Transcribe every record exactly.

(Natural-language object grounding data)
--

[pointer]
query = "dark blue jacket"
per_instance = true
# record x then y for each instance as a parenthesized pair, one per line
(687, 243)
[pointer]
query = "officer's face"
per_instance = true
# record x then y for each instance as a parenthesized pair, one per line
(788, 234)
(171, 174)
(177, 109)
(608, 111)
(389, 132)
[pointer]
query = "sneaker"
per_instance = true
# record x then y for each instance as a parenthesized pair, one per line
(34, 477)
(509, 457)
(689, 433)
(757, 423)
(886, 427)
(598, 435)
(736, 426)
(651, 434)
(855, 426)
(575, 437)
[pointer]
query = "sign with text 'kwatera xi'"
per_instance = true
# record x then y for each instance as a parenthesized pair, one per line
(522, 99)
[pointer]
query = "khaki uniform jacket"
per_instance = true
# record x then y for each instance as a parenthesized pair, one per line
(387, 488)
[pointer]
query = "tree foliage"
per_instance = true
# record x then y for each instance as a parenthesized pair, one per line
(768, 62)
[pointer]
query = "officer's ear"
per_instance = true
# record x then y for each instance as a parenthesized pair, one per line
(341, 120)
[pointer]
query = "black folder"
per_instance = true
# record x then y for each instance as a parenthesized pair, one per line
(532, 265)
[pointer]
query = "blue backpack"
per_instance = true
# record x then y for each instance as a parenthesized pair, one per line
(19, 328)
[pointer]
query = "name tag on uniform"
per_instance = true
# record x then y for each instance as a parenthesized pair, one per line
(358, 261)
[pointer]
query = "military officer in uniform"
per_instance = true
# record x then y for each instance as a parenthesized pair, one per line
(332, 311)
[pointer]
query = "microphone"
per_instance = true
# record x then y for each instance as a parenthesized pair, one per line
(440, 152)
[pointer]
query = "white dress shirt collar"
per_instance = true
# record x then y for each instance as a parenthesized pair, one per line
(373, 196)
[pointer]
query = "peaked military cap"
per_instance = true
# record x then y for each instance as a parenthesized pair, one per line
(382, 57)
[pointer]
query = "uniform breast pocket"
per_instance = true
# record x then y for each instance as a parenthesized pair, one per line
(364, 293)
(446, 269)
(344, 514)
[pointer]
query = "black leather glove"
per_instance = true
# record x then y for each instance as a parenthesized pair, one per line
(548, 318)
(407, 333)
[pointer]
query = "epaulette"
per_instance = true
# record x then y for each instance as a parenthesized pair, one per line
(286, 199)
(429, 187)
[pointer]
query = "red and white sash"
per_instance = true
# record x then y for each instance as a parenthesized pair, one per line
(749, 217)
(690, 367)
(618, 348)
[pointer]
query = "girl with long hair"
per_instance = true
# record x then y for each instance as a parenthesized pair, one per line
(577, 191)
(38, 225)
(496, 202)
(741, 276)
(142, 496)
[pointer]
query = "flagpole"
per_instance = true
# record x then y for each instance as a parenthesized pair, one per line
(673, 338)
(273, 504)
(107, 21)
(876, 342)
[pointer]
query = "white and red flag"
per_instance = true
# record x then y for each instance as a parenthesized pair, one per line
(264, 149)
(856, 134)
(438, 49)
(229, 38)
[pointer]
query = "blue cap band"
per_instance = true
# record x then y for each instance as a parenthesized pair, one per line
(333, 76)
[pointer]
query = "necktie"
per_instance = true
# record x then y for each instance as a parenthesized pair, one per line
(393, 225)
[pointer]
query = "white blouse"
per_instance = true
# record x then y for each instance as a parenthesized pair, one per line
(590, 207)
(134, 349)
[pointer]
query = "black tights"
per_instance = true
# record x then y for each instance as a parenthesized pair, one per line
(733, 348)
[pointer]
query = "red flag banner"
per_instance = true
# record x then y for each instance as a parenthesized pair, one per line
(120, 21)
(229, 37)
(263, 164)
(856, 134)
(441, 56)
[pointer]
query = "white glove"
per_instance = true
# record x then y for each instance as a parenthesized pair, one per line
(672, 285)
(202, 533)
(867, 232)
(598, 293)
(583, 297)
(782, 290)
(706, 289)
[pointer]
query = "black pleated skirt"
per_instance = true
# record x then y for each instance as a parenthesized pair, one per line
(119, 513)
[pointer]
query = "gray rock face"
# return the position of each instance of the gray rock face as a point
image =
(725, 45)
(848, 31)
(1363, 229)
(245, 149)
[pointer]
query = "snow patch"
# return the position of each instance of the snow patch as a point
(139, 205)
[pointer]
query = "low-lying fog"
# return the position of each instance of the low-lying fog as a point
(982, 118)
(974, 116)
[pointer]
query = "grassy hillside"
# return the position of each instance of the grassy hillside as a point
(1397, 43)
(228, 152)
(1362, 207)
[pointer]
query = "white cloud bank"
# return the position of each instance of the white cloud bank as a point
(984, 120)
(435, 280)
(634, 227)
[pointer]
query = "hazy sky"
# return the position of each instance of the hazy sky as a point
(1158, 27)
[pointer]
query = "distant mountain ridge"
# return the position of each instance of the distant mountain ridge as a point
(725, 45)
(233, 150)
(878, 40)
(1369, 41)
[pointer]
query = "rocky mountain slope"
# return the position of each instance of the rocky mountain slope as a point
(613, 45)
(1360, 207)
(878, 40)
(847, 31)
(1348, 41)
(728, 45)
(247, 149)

--

**Your solution:**
[pointer]
query = "dark blue jacket"
per_instance = true
# record x then y for each instance as a parenthesized pair, one per line
(687, 243)
[pointer]
query = "officer's face"
per_instance = true
# record x then y for each instance as a parenthesized pair, one per line
(788, 234)
(171, 174)
(177, 109)
(608, 111)
(389, 132)
[pointer]
query = "sneaker"
per_instance = true
# record x then y for each instance as a parenthesized pair, one per line
(34, 477)
(509, 457)
(689, 433)
(757, 423)
(886, 427)
(598, 435)
(736, 426)
(651, 434)
(855, 426)
(575, 437)
[pointer]
query = "sign with text 'kwatera xi'"
per_instance = true
# record x then y for each instance as a parenthesized pair, one per line
(522, 99)
[pointer]
query = "khaki uniform jacket"
per_instance = true
# record x then y for each instance as a parenthesized pair, one per line
(387, 488)
[pointer]
query = "tree foliage"
per_instance = true
# record x then y for each instance as a parenthesized pair, one per line
(768, 62)
[pointer]
query = "officer's ear"
per_instance = true
# record x then y for each instance as a parenthesized pair, one per line
(341, 120)
[pointer]
query = "black folder"
per_instance = true
# record x then y for each instance as a parenthesized pair, one per line
(532, 265)
[pointer]
query = "blue backpack"
per_instance = true
# record x then y for each instance as a parenthesized pair, one per line
(19, 328)
[pointer]
query = "name tag on uniform"
per_instance = true
# record x then y for each instance as a parenthesized pair, one per line
(358, 261)
[pointer]
query = "military officer in uniform"
per_instance = true
# record x then y for each instance as a parenthesized pair, one per line
(332, 311)
[pointer]
query = "microphone"
per_instance = true
# record x then y for each instance as a parenthesized pair, one per line
(440, 152)
[pointer]
query = "white dress shirt collar"
per_instance = true
# record x then y for each instance as a parenthesized pair, one per line
(373, 196)
[pointer]
query = "peaked military cap"
per_instance = true
# record x then y for each instance as a parenthesized pair, one per line
(382, 57)
[pointer]
query = "uniform breast pocket"
per_instance = true
# record x then y for each instance as a parenthesized pair, one per line
(364, 293)
(446, 269)
(344, 514)
[pointer]
query = "black leather glove"
per_instance = true
# record x then y for each instance as a parenthesized pair, one per line
(548, 318)
(407, 333)
[pointer]
query = "epaulette"
per_instance = true
# record x then y for each instance as a parenthesized pair, one per line
(286, 199)
(429, 187)
[pointer]
query = "red and white sash"
per_instance = true
# record x then y for each instance as a parenthesized pair, one per line
(749, 217)
(690, 367)
(618, 348)
[pointer]
query = "girl with long hair"
per_instance = true
# record x then y for each instance as a parenthesized pair, one per line
(577, 191)
(38, 225)
(496, 202)
(741, 276)
(142, 496)
[pointer]
query = "flagpole"
per_instance = true
# record x then y for each instance as a parenthesized pair, one per line
(673, 338)
(273, 504)
(107, 21)
(876, 342)
[pointer]
query = "white and red flag"
per_instance = true
# record x then y for each instance as a parenthesized pair, one per line
(264, 149)
(856, 134)
(438, 49)
(229, 38)
[pointer]
query = "blue cap band"
per_instance = true
# record x then y for each instance as a parenthesized pair, one per line
(333, 76)
[pointer]
query = "necktie"
per_instance = true
# record x then y for each instance as a parenthesized pair, one per line
(393, 225)
[pointer]
query = "white blouse"
per_instance = true
# record x then y for each instance as a parenthesized pair, one per line
(590, 207)
(134, 349)
[pointer]
query = "black tights"
per_instance = true
# record x then y for each instance as a parenthesized pair, one per line
(733, 348)
[pointer]
query = "red flag banner"
per_instance = true
# record x then y for each instance as a parenthesized pair, one per line
(120, 21)
(229, 37)
(263, 164)
(856, 134)
(441, 56)
[pointer]
query = "white glove"
per_instance = true
# record x then y for each instance as a parenthesized pair, one per line
(672, 285)
(202, 533)
(867, 232)
(598, 293)
(583, 297)
(782, 290)
(706, 289)
[pointer]
query = "black pleated skirt"
per_instance = true
# record x then y for each instance as a parenthesized pair, one per line
(119, 513)
[pointer]
query = "gray rock face"
# return the position of each instance of the gray rock face as a point
image =
(725, 45)
(848, 31)
(1363, 229)
(245, 149)
[pointer]
query = "snow patch"
# return the position of each instance of the snow patch as a point
(139, 205)
[pointer]
query = "low-lying fog"
# return the position of each instance of the low-lying fog as a point
(982, 118)
(974, 116)
[pointer]
query = "grassy hillside"
# return the position of each instance of the grassy hillside as a point
(1397, 43)
(228, 152)
(1362, 207)
[pointer]
query = "white cloud bank"
# return the position of each instance of the white cloud bank as a point
(984, 120)
(435, 280)
(634, 227)
[pointer]
query = "hazy sky"
# return the position of each instance of the hazy sky as a point
(1158, 27)
[pointer]
query = "distant mountain ridge"
# return the position of each instance of the distant mountain ridge as a point
(725, 45)
(233, 150)
(878, 40)
(1369, 41)
[pointer]
query = "rocky mountain slope"
# return the position of each instance of the rocky mountain slope as a point
(613, 45)
(1360, 207)
(878, 40)
(847, 31)
(1348, 41)
(728, 45)
(247, 149)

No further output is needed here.